§ **Task**
List every line of the rows below as a numbered list, skipping any blank lines. Leave the pictures out of your answer.

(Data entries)
* Begin *

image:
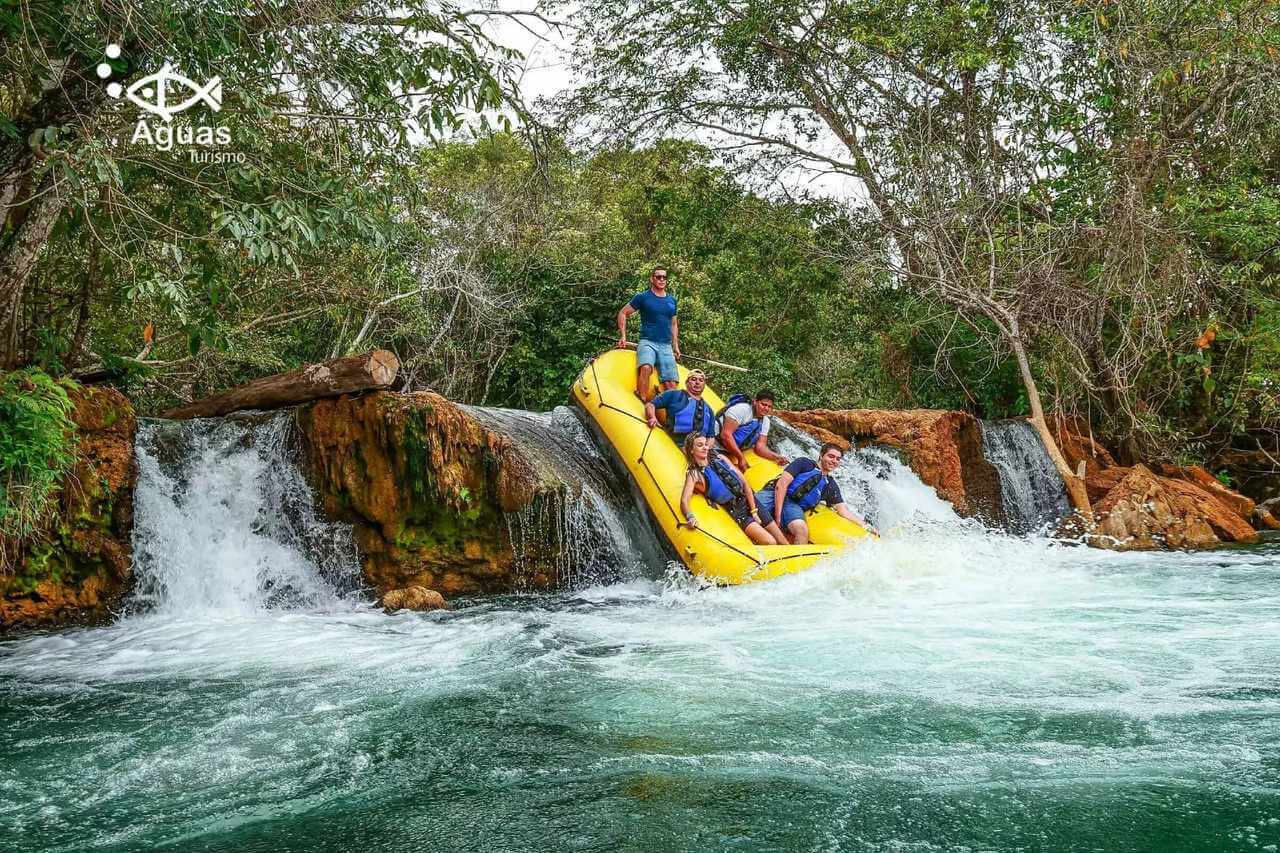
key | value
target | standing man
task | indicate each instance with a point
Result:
(745, 425)
(684, 410)
(800, 488)
(659, 334)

* End *

§ **Output of the task**
1. image:
2. key | value
3. target | standing man
4. task | indicate each instance with a point
5. Result:
6. (745, 425)
7. (684, 410)
8. (800, 488)
9. (659, 334)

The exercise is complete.